**YOUR OBJECTIVE**
Copy the material below, swapping every "one per line" for "each on its own line" and leaving everything else unchanged.

**LISTED RECORDS**
..........

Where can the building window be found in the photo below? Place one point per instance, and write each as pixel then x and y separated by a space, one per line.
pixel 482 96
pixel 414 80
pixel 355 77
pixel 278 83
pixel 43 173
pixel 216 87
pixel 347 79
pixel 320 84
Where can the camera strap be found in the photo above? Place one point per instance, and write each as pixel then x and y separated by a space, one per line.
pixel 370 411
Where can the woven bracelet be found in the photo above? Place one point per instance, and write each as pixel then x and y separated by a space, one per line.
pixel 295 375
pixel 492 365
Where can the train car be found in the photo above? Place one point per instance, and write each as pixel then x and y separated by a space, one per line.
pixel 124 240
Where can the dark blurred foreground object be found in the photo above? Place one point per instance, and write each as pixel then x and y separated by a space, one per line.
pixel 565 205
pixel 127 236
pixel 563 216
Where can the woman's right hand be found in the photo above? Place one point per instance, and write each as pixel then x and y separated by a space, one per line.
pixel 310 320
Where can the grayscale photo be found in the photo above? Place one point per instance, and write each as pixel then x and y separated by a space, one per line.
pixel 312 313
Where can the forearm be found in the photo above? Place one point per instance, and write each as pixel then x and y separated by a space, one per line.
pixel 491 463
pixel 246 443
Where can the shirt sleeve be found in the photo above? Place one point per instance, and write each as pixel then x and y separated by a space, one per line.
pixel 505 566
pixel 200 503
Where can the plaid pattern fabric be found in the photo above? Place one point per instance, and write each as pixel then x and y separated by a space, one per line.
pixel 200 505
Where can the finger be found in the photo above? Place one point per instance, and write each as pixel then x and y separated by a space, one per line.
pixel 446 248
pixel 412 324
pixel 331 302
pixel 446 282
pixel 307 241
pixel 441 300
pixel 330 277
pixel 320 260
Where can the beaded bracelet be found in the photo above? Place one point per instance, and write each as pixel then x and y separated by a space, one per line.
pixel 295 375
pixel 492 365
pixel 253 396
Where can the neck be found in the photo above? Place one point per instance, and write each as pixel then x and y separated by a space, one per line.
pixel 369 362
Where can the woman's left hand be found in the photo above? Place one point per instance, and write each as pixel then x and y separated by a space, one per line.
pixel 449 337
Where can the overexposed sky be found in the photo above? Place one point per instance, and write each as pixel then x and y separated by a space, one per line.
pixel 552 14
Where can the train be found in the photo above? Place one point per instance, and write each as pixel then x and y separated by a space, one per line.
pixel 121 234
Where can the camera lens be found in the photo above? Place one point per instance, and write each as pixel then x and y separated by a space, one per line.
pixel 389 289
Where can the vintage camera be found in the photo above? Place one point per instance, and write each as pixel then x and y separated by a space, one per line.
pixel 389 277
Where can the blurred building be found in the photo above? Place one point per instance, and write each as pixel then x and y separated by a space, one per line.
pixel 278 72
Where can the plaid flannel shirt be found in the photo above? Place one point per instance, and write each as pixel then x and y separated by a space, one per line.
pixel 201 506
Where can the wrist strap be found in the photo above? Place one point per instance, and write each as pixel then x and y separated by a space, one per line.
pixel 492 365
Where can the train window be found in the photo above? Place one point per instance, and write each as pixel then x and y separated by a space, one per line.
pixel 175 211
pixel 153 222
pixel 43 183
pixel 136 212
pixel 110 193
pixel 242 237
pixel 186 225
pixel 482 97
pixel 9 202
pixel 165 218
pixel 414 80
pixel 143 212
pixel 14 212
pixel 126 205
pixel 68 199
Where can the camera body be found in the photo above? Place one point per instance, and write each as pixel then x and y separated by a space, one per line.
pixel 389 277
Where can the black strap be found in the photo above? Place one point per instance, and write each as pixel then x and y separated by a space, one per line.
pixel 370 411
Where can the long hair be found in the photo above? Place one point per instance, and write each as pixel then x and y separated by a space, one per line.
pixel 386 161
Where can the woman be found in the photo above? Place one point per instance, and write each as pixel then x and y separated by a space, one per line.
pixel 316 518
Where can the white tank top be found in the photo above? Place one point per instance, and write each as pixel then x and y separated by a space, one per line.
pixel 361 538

..........

**SOLUTION BELOW**
Where can the building window be found in the photo below? Place one point per instance, and write each as pixel then x and y separated by a space, each on its own line.
pixel 482 96
pixel 414 80
pixel 355 77
pixel 278 83
pixel 43 173
pixel 216 87
pixel 347 79
pixel 320 84
Where can the camera strap be found in the photo above? Place one point per instance, and write each as pixel then x and y separated by a space, each on its own line.
pixel 370 411
Where can the woven bracelet be found in the photo above? Place one point per instance, and write each as pixel then x and y separated by a space, each on its own line.
pixel 295 375
pixel 492 365
Where can the train car be found in the photo above? Place one point per instance, and write each as pixel then x and y separated by a space, each on its own line.
pixel 124 240
Where can the dark blurred foreground object be found in the photo above? Place one point per instance, and write each as pixel then x and y separated by a space, each on its own line.
pixel 565 205
pixel 127 236
pixel 563 216
Where can the woman's right hand be found in the photo above? Place one point per instance, and write each as pixel then x and y separated by a space, each on its own line.
pixel 310 320
Where can the grayscale photo be found in the photo above? Place one point per instance, and write each as pixel then x and y separated by a space, each on its own line.
pixel 312 313
Where can the forearm be found in the photo above? Place one point per instance, and write each as pixel then x and y separated by a space, each on its own line.
pixel 491 463
pixel 246 443
Where can the shirt sleeve be found in the photo above? Place one point per instance, and write each as pixel then x and y separated by a space, each on its own line.
pixel 505 566
pixel 200 503
Where can the plaid pattern fabric be found in the photo above? Place one point per instance, and write each as pixel then x and y separated by a space, each on its own line.
pixel 200 505
Where can the finger be found in the photo above? Place one point per instance, and write each as pixel then x and y separated by a space, each on its own line.
pixel 446 248
pixel 412 324
pixel 331 302
pixel 446 282
pixel 307 241
pixel 441 300
pixel 330 277
pixel 320 260
Where can the beaded bracelet be found in the photo above? Place one point per instance, and write each as pixel then x and y separated by a space, each on its own line.
pixel 295 375
pixel 492 365
pixel 253 396
Where can the neck be found in the photo above? Place one point per instance, and write each as pixel then x and y separated by a space, each on its own line.
pixel 369 362
Where can the woman's left hand be found in the photo above? Place one point per instance, and write each as pixel then x and y separated by a space, each on its own line.
pixel 449 337
Where can the overexposed sky be found in the photo above? Place one point per instance, and write each as pixel then x and y separated by a space, each on its own line.
pixel 552 14
Where can the train be found in the photo above? Place one point per instance, and write each as pixel then x and y separated by a space, each on its own line.
pixel 121 234
Where can the camera lens be found in the photo above? Place one point per instance, and write each as pixel then x and y separated by a space, each on its own line.
pixel 389 289
Where can the vintage camera be found in the photo above? Place one point per instance, and write each as pixel then x and y separated by a space, each on its own line.
pixel 389 277
Where can the blurred building be found in the photo above? Place one point per instance, and write each as pixel then x and y separated by a space, each on its own line.
pixel 278 72
Where can the plaid flannel shirt be found in the photo above? Place one point per instance, and write each as pixel then x and y separated by a space, each on its own line.
pixel 201 506
Where can the wrist strap be found in the photo above? Place one point per instance, and write each as pixel then x and y separated by a space, each on its own line.
pixel 492 365
Where can the train window be found in the photo above? Place one point per instance, and write each as pixel then x and y separated by a space, each on its own line.
pixel 175 211
pixel 153 222
pixel 43 183
pixel 136 212
pixel 110 193
pixel 242 237
pixel 186 225
pixel 482 97
pixel 9 202
pixel 165 218
pixel 414 80
pixel 143 212
pixel 14 212
pixel 126 205
pixel 68 199
Where can the camera body be found in the photo above? Place one point per instance, and write each as pixel then x and y separated by a space, each on its own line.
pixel 389 277
Where can the black strap be found in the photo above? Place one point per instance, and write each as pixel then x and y separated by a space, each on its own line.
pixel 370 411
Where can the long hair be found in the photo above? Place one point per instance, and write each as pixel then x and y separated by a space, each on its own line.
pixel 386 161
Where can the woman be found in the photo above? Place one point per instance, and write each as pixel then x and y separated by a space, each on its own line.
pixel 316 518
Where can the white tank top be found in the photo above? Place one point per instance, and write each as pixel then x and y separated by a space, each on its own line.
pixel 361 538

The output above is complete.